### TASK STATEMENT:
Scan the material below for every line with the string "navy", and copy those lines.

"""

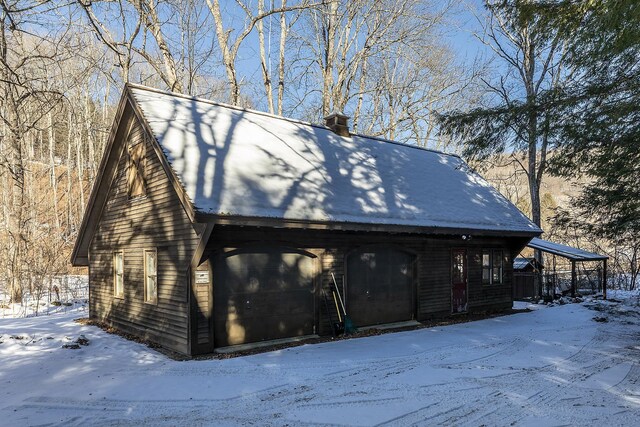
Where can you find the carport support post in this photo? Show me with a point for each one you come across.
(604, 278)
(573, 279)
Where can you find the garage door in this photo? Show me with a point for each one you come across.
(262, 294)
(380, 286)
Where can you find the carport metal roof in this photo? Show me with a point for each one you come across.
(573, 254)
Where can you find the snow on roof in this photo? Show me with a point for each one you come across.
(246, 163)
(569, 252)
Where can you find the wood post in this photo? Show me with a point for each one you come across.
(604, 279)
(573, 279)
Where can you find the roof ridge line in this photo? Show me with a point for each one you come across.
(275, 116)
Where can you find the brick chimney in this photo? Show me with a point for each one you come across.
(338, 123)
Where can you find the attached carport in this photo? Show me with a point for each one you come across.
(574, 255)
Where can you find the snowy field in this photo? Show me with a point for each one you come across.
(553, 366)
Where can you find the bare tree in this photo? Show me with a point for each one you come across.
(229, 46)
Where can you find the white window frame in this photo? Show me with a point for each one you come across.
(150, 299)
(493, 253)
(118, 291)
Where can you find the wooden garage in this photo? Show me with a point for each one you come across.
(212, 226)
(381, 285)
(263, 293)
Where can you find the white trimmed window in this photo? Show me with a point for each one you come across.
(151, 276)
(492, 267)
(118, 274)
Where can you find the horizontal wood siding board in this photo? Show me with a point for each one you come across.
(155, 221)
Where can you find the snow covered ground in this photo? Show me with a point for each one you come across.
(553, 366)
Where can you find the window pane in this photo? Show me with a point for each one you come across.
(486, 275)
(486, 259)
(136, 170)
(458, 267)
(150, 280)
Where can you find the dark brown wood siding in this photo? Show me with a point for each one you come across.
(433, 258)
(157, 220)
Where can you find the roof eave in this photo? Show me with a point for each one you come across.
(248, 221)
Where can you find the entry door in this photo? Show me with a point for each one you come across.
(458, 280)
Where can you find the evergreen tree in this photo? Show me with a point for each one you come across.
(601, 110)
(513, 119)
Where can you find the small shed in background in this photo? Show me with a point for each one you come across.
(561, 274)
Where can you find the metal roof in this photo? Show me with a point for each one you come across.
(247, 164)
(520, 263)
(574, 254)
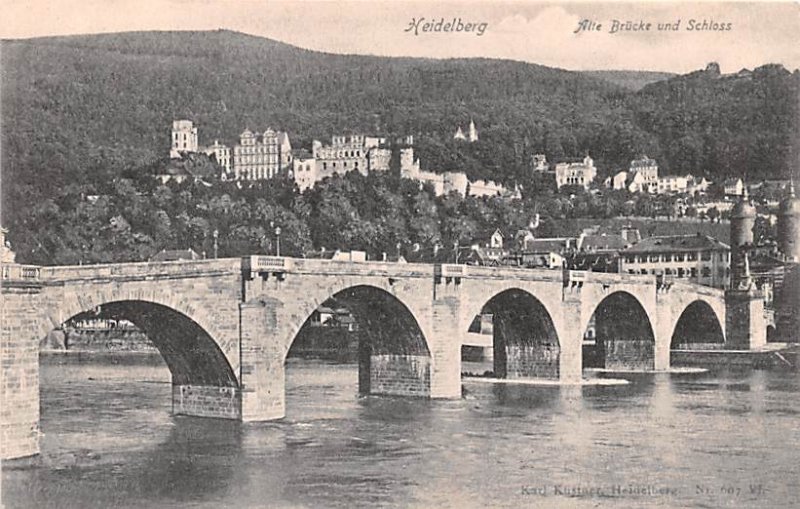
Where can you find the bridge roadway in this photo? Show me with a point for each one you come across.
(224, 327)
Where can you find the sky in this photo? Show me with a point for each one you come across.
(740, 35)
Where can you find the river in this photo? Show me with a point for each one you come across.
(726, 438)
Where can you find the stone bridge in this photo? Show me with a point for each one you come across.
(224, 327)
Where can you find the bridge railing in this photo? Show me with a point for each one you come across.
(138, 269)
(17, 272)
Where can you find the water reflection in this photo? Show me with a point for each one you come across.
(111, 441)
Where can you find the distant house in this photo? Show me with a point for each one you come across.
(539, 163)
(576, 173)
(544, 253)
(618, 180)
(697, 258)
(172, 255)
(601, 242)
(644, 172)
(734, 187)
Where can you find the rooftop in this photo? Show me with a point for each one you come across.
(672, 243)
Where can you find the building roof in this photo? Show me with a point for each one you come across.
(643, 162)
(551, 245)
(602, 242)
(175, 254)
(486, 235)
(672, 243)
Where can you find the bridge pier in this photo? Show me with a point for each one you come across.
(745, 327)
(19, 358)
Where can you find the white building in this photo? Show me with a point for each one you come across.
(734, 187)
(672, 184)
(643, 175)
(539, 163)
(304, 170)
(576, 173)
(222, 154)
(264, 157)
(618, 180)
(472, 133)
(184, 138)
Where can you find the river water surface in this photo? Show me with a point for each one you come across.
(727, 438)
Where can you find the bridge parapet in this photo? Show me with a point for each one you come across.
(138, 270)
(16, 272)
(266, 265)
(679, 286)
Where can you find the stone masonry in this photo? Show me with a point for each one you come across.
(224, 327)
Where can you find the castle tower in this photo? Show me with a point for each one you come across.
(743, 218)
(184, 138)
(745, 326)
(473, 133)
(789, 226)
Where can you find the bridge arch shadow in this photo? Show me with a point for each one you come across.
(203, 381)
(619, 335)
(372, 326)
(524, 339)
(698, 327)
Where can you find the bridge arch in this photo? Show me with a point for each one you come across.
(393, 353)
(189, 351)
(698, 325)
(524, 336)
(624, 336)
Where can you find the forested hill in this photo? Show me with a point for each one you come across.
(634, 80)
(740, 124)
(81, 109)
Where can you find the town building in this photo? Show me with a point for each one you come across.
(733, 187)
(618, 180)
(697, 258)
(547, 253)
(539, 163)
(222, 155)
(261, 157)
(672, 184)
(304, 169)
(472, 133)
(643, 175)
(348, 153)
(576, 173)
(184, 138)
(489, 247)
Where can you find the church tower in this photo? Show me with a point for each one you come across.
(789, 226)
(745, 325)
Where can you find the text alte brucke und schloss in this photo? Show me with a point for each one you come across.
(616, 26)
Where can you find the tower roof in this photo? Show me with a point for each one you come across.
(743, 208)
(790, 206)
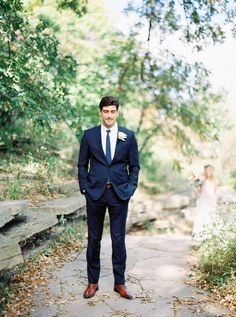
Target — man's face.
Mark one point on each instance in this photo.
(109, 115)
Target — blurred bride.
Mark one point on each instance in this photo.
(205, 210)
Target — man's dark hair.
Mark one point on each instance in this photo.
(108, 101)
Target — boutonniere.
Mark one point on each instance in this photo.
(122, 136)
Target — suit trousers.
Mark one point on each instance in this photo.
(96, 210)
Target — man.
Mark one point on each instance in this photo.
(108, 169)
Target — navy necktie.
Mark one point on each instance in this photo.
(108, 147)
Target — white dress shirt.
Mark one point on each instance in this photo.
(113, 138)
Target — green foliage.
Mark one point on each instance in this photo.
(217, 255)
(14, 189)
(35, 75)
(78, 6)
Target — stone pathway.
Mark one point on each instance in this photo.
(156, 269)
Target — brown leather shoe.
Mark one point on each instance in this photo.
(122, 290)
(90, 290)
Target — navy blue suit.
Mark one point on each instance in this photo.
(94, 172)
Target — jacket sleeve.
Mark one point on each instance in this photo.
(83, 162)
(133, 162)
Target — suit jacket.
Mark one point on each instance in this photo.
(94, 170)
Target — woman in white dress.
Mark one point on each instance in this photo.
(206, 204)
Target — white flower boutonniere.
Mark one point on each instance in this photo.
(122, 136)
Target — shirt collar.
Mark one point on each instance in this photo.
(113, 129)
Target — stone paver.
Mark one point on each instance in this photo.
(156, 269)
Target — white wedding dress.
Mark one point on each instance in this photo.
(205, 211)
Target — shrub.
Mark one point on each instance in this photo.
(217, 254)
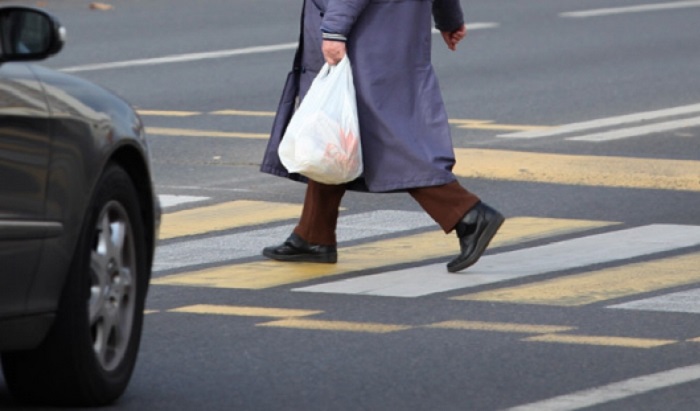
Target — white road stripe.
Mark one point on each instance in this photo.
(615, 391)
(168, 200)
(180, 58)
(639, 131)
(632, 9)
(680, 302)
(607, 122)
(248, 244)
(560, 256)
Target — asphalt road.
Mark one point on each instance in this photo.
(582, 128)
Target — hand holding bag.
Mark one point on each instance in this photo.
(322, 140)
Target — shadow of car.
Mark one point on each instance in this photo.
(78, 224)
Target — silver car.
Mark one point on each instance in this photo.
(78, 225)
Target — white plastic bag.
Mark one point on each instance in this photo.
(322, 140)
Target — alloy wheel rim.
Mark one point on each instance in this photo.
(113, 285)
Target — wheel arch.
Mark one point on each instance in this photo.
(136, 166)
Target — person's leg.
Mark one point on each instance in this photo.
(313, 239)
(455, 208)
(446, 204)
(319, 216)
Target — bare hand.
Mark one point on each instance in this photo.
(454, 37)
(333, 51)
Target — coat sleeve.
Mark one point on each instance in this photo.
(341, 15)
(448, 15)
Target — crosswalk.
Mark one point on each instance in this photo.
(395, 253)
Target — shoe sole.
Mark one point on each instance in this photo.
(481, 245)
(303, 258)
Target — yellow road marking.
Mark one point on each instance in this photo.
(320, 325)
(601, 340)
(268, 273)
(181, 132)
(501, 327)
(243, 113)
(165, 113)
(225, 216)
(601, 285)
(681, 175)
(241, 311)
(490, 125)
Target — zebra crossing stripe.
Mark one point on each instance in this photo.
(559, 256)
(225, 216)
(679, 302)
(167, 200)
(250, 243)
(601, 285)
(596, 171)
(372, 255)
(636, 118)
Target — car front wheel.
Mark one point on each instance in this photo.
(90, 353)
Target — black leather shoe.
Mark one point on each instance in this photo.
(297, 249)
(475, 232)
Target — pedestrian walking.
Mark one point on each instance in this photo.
(406, 142)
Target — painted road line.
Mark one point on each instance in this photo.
(168, 113)
(500, 327)
(384, 253)
(246, 113)
(607, 122)
(600, 340)
(679, 302)
(433, 278)
(243, 311)
(560, 256)
(632, 9)
(225, 216)
(320, 325)
(250, 243)
(598, 171)
(183, 132)
(181, 58)
(168, 200)
(490, 125)
(615, 391)
(639, 131)
(601, 285)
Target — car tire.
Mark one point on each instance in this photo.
(89, 355)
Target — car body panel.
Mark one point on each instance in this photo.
(77, 128)
(24, 158)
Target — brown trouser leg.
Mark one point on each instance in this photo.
(446, 204)
(319, 217)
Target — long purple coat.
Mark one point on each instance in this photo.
(406, 140)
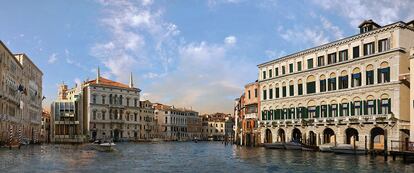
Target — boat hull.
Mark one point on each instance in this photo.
(274, 146)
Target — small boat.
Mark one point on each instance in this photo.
(326, 147)
(293, 145)
(309, 147)
(107, 146)
(276, 145)
(347, 149)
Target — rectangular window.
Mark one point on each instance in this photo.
(321, 61)
(300, 89)
(277, 92)
(355, 52)
(322, 85)
(369, 49)
(310, 88)
(310, 63)
(332, 58)
(343, 55)
(299, 66)
(370, 77)
(276, 71)
(383, 45)
(270, 93)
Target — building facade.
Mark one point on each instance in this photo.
(149, 124)
(174, 122)
(249, 124)
(20, 97)
(346, 91)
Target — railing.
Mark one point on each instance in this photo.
(402, 145)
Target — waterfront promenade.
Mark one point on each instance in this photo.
(187, 157)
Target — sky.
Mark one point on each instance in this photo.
(193, 54)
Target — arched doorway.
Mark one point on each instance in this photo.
(312, 138)
(116, 135)
(296, 135)
(351, 135)
(328, 136)
(268, 136)
(281, 137)
(377, 138)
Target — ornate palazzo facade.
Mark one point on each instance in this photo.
(348, 91)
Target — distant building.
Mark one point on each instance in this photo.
(217, 126)
(149, 126)
(20, 97)
(174, 123)
(45, 130)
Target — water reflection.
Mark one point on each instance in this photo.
(186, 157)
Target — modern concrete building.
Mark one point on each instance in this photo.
(352, 89)
(20, 97)
(174, 123)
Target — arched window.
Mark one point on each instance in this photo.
(300, 87)
(322, 83)
(369, 74)
(343, 80)
(310, 85)
(384, 73)
(332, 82)
(291, 88)
(356, 77)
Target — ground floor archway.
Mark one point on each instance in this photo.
(268, 136)
(328, 136)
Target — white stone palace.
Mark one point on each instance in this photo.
(353, 89)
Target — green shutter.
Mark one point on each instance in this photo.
(389, 105)
(317, 115)
(379, 106)
(352, 109)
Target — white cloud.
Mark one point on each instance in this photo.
(382, 11)
(230, 40)
(52, 58)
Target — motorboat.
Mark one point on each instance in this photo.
(326, 147)
(309, 147)
(293, 145)
(347, 149)
(276, 145)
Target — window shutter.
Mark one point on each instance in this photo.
(317, 115)
(379, 75)
(379, 106)
(329, 110)
(389, 105)
(352, 109)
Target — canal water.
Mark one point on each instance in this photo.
(186, 157)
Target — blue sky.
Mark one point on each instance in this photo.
(197, 54)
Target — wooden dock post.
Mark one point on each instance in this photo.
(385, 145)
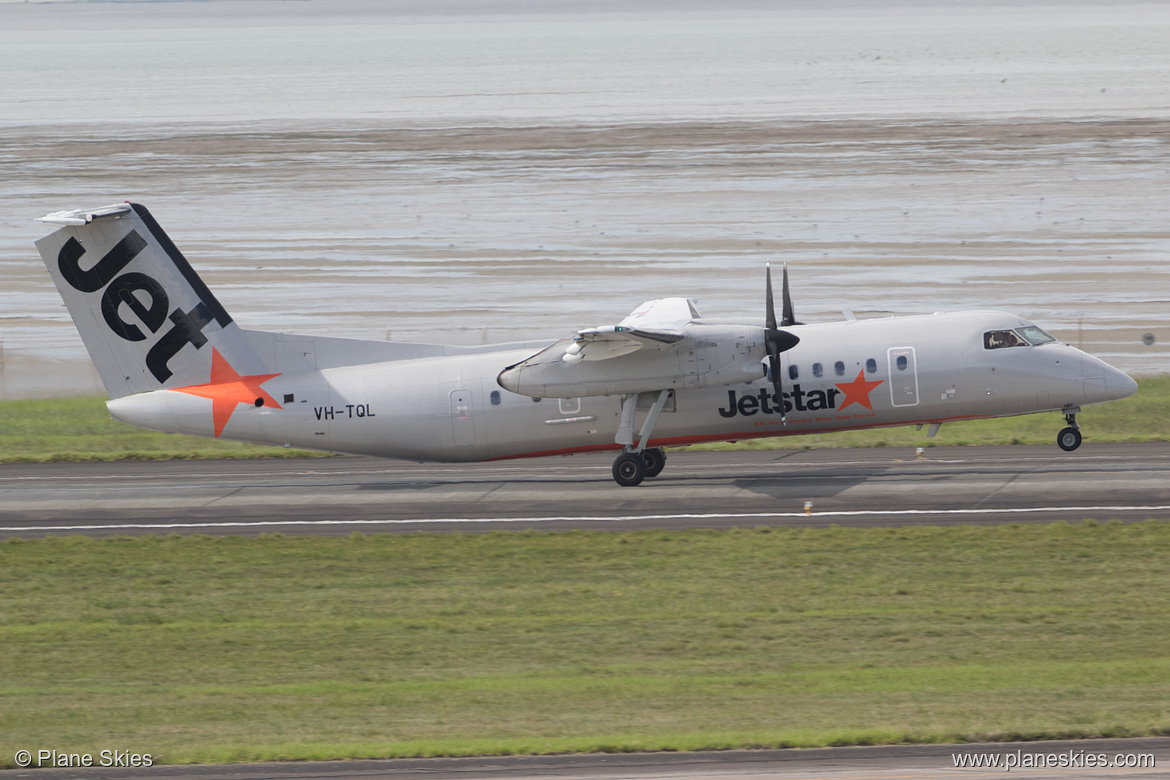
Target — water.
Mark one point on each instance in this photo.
(358, 168)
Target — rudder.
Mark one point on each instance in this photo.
(144, 315)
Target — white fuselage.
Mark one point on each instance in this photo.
(847, 374)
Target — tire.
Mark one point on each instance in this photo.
(655, 458)
(628, 469)
(1068, 439)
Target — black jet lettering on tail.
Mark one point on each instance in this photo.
(122, 290)
(131, 288)
(105, 269)
(187, 329)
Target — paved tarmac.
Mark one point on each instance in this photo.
(880, 763)
(888, 487)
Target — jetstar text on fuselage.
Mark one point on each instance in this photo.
(765, 401)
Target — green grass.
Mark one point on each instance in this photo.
(231, 649)
(1142, 418)
(81, 429)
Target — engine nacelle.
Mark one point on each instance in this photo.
(708, 356)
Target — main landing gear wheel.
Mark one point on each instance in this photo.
(628, 469)
(1068, 439)
(655, 458)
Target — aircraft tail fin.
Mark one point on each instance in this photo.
(146, 318)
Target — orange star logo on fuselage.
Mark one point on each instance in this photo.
(227, 390)
(858, 391)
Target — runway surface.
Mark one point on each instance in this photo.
(882, 763)
(855, 488)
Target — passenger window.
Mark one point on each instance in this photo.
(1034, 336)
(1000, 339)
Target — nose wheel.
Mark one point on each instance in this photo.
(638, 462)
(1069, 439)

"""

### WRITTEN ANSWER:
Target — navy necktie.
Target — navy blue suit.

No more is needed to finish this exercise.